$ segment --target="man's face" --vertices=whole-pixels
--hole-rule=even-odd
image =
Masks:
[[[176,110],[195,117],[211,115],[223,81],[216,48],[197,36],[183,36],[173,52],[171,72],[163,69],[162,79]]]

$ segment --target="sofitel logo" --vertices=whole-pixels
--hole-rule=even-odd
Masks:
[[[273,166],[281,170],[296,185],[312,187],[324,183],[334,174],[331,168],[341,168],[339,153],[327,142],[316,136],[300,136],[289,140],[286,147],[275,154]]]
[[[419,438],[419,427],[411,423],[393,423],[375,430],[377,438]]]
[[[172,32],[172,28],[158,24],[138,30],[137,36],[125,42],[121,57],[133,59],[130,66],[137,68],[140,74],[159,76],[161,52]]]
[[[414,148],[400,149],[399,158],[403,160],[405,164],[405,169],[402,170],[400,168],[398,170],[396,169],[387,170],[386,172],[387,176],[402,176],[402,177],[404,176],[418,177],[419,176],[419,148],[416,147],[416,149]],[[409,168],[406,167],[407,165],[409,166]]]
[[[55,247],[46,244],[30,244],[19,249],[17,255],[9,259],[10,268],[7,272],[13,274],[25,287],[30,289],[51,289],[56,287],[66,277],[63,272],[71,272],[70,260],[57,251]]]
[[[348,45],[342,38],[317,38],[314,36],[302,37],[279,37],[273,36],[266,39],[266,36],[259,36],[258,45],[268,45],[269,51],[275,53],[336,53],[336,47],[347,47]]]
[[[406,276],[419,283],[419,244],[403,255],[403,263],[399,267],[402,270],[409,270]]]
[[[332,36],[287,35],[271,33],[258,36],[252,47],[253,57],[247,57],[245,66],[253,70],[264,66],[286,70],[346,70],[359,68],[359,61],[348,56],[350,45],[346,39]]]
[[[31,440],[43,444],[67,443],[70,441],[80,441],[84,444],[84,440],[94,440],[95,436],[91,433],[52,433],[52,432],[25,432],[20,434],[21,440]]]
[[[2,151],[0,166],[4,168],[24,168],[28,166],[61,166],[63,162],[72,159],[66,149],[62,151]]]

* _WORK ITEM_: Filter the records above for lines with "target".

* _WRITTEN REPLY_:
$ segment --target="man's face" --vertices=whole-pixels
$ segment --target="sofitel logo" --vertices=whole-pixels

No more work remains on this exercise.